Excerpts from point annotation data
<<<<
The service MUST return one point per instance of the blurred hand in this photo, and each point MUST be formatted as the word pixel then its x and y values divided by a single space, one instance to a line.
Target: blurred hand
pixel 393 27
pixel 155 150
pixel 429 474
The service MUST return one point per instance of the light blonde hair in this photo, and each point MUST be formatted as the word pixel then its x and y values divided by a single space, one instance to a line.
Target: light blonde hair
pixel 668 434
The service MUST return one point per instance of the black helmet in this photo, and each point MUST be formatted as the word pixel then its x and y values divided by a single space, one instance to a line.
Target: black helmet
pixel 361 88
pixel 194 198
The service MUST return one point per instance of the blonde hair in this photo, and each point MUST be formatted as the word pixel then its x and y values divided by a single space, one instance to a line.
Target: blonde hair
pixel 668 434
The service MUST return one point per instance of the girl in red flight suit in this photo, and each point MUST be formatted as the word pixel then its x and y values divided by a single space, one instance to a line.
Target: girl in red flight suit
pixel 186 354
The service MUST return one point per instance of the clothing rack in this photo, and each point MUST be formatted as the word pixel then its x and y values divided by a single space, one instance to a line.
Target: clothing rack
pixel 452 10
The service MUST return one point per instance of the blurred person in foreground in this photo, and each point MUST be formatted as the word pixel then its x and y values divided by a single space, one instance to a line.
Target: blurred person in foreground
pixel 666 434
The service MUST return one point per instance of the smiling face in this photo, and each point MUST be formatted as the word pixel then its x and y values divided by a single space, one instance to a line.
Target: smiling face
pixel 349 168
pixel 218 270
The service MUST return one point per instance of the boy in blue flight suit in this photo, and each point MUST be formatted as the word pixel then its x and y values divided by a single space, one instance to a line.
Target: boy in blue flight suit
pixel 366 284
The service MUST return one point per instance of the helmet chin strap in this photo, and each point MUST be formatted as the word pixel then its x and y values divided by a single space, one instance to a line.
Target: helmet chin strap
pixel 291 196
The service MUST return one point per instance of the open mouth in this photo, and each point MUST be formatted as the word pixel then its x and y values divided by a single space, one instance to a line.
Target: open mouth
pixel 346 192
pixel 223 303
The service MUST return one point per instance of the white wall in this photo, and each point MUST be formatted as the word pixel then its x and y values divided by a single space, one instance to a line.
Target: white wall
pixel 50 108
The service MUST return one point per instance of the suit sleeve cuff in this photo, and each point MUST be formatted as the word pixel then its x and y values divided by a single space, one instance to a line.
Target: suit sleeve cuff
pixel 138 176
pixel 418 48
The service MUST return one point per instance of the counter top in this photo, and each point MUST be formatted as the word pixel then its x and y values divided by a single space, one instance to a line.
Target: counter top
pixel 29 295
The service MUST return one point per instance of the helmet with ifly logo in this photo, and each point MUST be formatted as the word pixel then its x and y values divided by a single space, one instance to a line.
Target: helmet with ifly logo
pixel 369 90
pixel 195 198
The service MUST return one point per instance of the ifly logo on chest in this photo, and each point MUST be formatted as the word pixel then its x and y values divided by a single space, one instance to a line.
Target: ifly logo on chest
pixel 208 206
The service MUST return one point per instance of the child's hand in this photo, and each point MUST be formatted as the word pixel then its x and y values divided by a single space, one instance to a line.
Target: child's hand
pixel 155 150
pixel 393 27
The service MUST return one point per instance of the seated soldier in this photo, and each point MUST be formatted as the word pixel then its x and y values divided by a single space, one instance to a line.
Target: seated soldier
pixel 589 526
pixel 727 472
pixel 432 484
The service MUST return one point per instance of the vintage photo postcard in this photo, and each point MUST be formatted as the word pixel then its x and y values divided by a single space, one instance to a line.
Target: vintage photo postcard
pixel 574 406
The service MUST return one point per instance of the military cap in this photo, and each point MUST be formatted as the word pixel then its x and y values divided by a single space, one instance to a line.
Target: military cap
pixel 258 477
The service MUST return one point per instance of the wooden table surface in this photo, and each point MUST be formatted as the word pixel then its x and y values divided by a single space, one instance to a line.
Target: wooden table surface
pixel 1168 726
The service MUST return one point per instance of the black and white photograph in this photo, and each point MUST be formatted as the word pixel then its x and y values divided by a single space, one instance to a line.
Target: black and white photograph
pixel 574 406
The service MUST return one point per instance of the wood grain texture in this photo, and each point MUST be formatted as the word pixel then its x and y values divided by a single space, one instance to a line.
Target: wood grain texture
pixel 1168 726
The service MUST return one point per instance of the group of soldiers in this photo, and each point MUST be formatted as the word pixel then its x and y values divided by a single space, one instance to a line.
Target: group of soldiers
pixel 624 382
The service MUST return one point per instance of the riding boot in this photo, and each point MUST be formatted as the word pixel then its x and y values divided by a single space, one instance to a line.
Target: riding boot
>>>>
◆ **Job**: Put the rows into a Markdown table with the columns Number and Record line, leaving out any blank lines. Begin at the line that has "The service MUST return one point per instance of the wooden" and stop after the line that has "pixel 624 382".

◆ **Answer in full**:
| Number | Record line |
|---|---|
| 1 | The service MUST return one point per instance of the wooden table surface in this photo, and each point MUST be formatted as the word pixel then its x and y values divided by a single space, one instance to a line. |
| 2 | Target: wooden table surface |
| 3 | pixel 1168 726 |
| 4 | The service MUST return one point per instance of the black and white photograph in this photo, and each point MUST be formatted as the word pixel then its x and y values divided by a single space, one instance to a line. |
| 5 | Target: black and white photograph |
| 6 | pixel 574 406 |
| 7 | The service MUST return one point per instance of the wood grain texture in this photo, and each point MUST be formatted as the word pixel then its x and y values divided by a single space, one instance to a line. |
| 8 | Target: wood grain texture |
| 9 | pixel 1168 726 |
| 10 | The service MUST return one point per instance of the group of soldiers in this photo, and each point MUST be formatted as the word pixel then its x and y values divided by a single space, one instance to a line. |
| 11 | Target: group of soldiers |
| 12 | pixel 624 382 |